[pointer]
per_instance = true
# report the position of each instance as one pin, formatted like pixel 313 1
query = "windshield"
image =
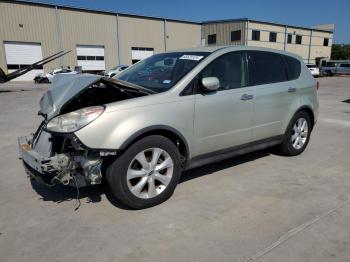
pixel 161 72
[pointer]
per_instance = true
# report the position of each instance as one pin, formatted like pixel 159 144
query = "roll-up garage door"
pixel 19 55
pixel 91 58
pixel 139 53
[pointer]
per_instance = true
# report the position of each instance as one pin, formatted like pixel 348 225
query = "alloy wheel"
pixel 149 173
pixel 300 133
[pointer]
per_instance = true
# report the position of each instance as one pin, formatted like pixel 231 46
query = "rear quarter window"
pixel 293 67
pixel 266 68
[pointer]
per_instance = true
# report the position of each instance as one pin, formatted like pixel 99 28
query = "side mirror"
pixel 210 83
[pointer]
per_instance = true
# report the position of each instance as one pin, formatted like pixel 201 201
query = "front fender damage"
pixel 73 165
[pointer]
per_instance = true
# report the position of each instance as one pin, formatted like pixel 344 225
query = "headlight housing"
pixel 75 120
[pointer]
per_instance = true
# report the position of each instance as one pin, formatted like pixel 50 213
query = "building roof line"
pixel 110 12
pixel 263 22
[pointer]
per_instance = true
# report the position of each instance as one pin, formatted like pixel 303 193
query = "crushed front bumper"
pixel 43 169
pixel 75 168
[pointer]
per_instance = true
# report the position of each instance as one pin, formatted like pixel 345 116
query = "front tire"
pixel 297 135
pixel 146 174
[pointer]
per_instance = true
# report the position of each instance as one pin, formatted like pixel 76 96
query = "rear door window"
pixel 266 68
pixel 229 69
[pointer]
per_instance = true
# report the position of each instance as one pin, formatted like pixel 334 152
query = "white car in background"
pixel 115 71
pixel 47 78
pixel 315 71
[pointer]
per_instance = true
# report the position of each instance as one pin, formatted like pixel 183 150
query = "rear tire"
pixel 146 174
pixel 297 135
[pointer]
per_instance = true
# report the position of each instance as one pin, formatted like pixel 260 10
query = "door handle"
pixel 247 97
pixel 292 89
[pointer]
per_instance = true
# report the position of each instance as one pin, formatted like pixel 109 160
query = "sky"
pixel 295 12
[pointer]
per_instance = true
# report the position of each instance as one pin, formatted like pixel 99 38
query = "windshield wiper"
pixel 132 86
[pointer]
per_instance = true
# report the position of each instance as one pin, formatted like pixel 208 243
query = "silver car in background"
pixel 169 113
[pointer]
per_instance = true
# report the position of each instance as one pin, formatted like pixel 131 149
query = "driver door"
pixel 224 118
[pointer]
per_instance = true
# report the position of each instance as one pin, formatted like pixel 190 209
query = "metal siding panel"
pixel 34 30
pixel 139 32
pixel 182 35
pixel 88 28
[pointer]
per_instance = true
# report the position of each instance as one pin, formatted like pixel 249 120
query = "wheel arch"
pixel 169 132
pixel 309 111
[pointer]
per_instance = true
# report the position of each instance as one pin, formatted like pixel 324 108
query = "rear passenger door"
pixel 275 95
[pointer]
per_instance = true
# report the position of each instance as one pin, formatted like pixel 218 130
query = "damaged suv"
pixel 168 113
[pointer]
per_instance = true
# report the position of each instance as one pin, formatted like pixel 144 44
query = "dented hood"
pixel 63 89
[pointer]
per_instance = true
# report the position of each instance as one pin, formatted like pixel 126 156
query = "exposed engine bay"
pixel 59 157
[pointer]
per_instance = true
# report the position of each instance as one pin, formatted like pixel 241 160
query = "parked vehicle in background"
pixel 335 68
pixel 47 78
pixel 141 132
pixel 115 71
pixel 315 71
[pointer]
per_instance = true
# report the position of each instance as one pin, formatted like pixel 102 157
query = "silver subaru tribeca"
pixel 166 114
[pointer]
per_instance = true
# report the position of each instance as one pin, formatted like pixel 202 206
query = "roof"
pixel 262 22
pixel 108 12
pixel 212 49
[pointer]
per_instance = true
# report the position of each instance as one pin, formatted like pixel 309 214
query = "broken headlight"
pixel 73 121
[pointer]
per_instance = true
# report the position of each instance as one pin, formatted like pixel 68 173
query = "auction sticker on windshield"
pixel 191 57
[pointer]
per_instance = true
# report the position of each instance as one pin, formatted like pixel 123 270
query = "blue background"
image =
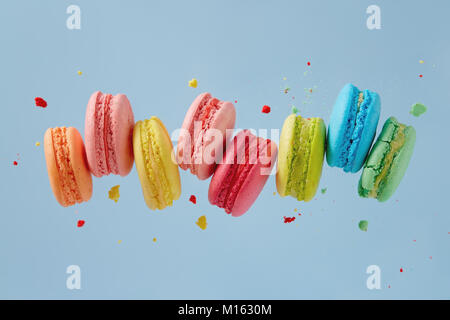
pixel 238 50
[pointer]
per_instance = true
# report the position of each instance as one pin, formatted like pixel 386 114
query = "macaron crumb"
pixel 265 109
pixel 193 83
pixel 418 109
pixel 363 225
pixel 114 194
pixel 201 222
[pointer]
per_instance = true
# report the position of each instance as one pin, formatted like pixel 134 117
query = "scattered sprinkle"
pixel 40 102
pixel 114 194
pixel 266 109
pixel 193 83
pixel 363 225
pixel 201 222
pixel 294 109
pixel 288 219
pixel 417 109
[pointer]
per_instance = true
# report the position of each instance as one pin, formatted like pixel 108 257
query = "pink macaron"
pixel 204 135
pixel 239 179
pixel 108 134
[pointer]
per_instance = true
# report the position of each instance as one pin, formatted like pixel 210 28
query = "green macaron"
pixel 388 160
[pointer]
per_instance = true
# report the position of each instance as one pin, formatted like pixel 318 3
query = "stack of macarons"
pixel 239 165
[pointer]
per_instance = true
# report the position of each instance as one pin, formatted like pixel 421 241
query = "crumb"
pixel 294 109
pixel 363 225
pixel 40 102
pixel 193 83
pixel 114 194
pixel 201 222
pixel 288 219
pixel 418 109
pixel 265 109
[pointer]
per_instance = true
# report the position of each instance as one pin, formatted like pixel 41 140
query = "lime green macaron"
pixel 388 160
pixel 300 157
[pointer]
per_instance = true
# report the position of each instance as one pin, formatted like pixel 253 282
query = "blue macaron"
pixel 352 128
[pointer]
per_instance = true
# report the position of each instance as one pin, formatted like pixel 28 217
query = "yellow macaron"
pixel 155 163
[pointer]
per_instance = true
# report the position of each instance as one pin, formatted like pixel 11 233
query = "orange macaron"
pixel 68 172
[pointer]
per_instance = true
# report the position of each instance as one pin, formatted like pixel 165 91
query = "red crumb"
pixel 288 219
pixel 40 102
pixel 266 109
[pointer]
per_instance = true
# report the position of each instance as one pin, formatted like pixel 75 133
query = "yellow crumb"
pixel 193 83
pixel 114 194
pixel 201 222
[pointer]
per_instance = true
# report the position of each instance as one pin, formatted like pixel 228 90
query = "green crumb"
pixel 418 109
pixel 363 225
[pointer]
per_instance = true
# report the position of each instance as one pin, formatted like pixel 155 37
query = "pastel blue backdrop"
pixel 238 50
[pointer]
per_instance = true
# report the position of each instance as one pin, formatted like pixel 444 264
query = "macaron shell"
pixel 398 167
pixel 286 143
pixel 212 148
pixel 316 159
pixel 122 123
pixel 254 183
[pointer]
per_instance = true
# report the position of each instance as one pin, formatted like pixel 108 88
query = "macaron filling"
pixel 355 126
pixel 69 187
pixel 104 136
pixel 153 166
pixel 299 158
pixel 395 146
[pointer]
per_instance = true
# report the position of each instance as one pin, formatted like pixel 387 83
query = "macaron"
pixel 240 177
pixel 388 160
pixel 203 134
pixel 352 128
pixel 108 134
pixel 156 164
pixel 300 159
pixel 67 168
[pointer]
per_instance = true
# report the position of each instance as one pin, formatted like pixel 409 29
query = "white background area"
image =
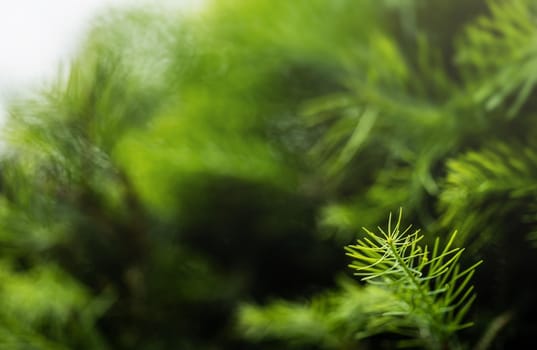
pixel 37 36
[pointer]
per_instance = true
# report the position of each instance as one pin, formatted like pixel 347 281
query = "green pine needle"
pixel 435 293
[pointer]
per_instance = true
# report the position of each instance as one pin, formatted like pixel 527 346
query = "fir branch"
pixel 435 294
pixel 482 187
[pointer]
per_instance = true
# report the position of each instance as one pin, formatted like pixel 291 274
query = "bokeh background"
pixel 188 175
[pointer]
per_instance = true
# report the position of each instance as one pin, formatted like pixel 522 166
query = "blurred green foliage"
pixel 189 181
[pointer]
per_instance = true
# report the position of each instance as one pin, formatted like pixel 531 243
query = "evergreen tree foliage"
pixel 189 180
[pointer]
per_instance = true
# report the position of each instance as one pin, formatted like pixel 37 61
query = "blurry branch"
pixel 433 291
pixel 498 56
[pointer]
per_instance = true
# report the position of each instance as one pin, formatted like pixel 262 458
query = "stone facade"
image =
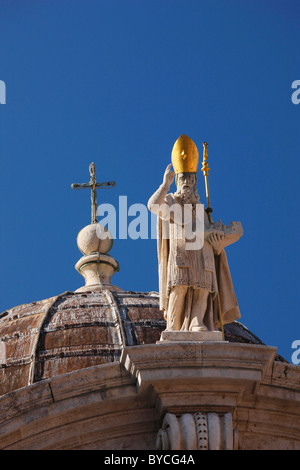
pixel 239 389
pixel 87 371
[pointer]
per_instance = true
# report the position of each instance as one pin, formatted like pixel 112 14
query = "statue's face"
pixel 186 182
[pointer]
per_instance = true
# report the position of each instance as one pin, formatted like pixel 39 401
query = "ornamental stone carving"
pixel 198 431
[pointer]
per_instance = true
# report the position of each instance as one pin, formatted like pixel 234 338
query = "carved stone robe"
pixel 193 268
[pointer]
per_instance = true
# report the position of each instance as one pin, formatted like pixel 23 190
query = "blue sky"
pixel 117 82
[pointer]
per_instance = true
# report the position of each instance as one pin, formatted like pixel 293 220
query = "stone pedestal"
pixel 183 336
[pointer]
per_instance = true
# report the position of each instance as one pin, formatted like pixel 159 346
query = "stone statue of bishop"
pixel 191 279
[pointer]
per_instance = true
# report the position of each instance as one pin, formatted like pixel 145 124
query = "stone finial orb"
pixel 94 238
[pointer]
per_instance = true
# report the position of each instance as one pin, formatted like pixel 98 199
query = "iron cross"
pixel 93 185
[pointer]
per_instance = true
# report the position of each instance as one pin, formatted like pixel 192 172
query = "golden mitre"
pixel 185 155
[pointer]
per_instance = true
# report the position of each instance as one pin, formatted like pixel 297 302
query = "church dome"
pixel 76 330
pixel 85 328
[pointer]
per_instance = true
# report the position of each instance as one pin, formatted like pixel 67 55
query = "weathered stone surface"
pixel 122 405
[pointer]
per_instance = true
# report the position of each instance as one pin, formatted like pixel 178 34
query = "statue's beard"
pixel 187 196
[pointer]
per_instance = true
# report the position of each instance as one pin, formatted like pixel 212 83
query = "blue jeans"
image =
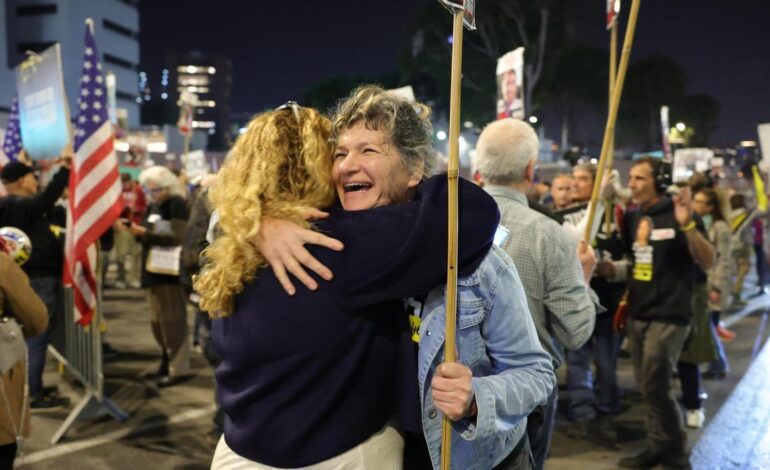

════════════════════

Objective » Convert the lines from the very first one through the line containing "pixel 263 22", both included, into a JSON list of strings with one string per line, skipping blank lines and leaving out the pictures.

Result of this task »
[
  "[pointer]",
  "per_instance = true",
  "# report the position of each instance as one pin, formatted like pixel 313 1",
  "query = \"windshield\"",
  "image =",
  "pixel 161 72",
  "[pointer]",
  "per_instance = true",
  "# report the position of each instance as one pin, formatted like pixel 159 144",
  "query = \"roll-up garage door\"",
  "pixel 19 55",
  "pixel 91 58",
  "pixel 139 53",
  "[pointer]",
  "per_instance = true",
  "# report the position of each instance as one pin, formatted like pixel 348 225",
  "query = \"alloy wheel\"",
  "pixel 149 173",
  "pixel 300 133",
  "[pointer]",
  "per_instance = true",
  "# report the position of each instance as one pin, formatted like pixel 231 46",
  "query = \"rear quarter window\"",
  "pixel 293 67",
  "pixel 266 68",
  "[pointer]",
  "per_instance = true",
  "# report the position of each instance as one pin, formatted like pixel 99 28",
  "query = \"side mirror\"",
  "pixel 210 83",
  "[pointer]",
  "per_instance = true",
  "# report the position of each instance as one pin, formatted like pixel 201 201",
  "query = \"front fender damage\"",
  "pixel 73 165",
  "[pointer]",
  "per_instance = true",
  "# report the position of each instance as one pin, formatted like pixel 344 225",
  "query = \"headlight housing\"",
  "pixel 75 120",
  "[pointer]",
  "per_instance = true",
  "# report the position of each instance as one pin, formatted like pixel 50 213",
  "query = \"building roof line\"",
  "pixel 110 12",
  "pixel 263 22"
]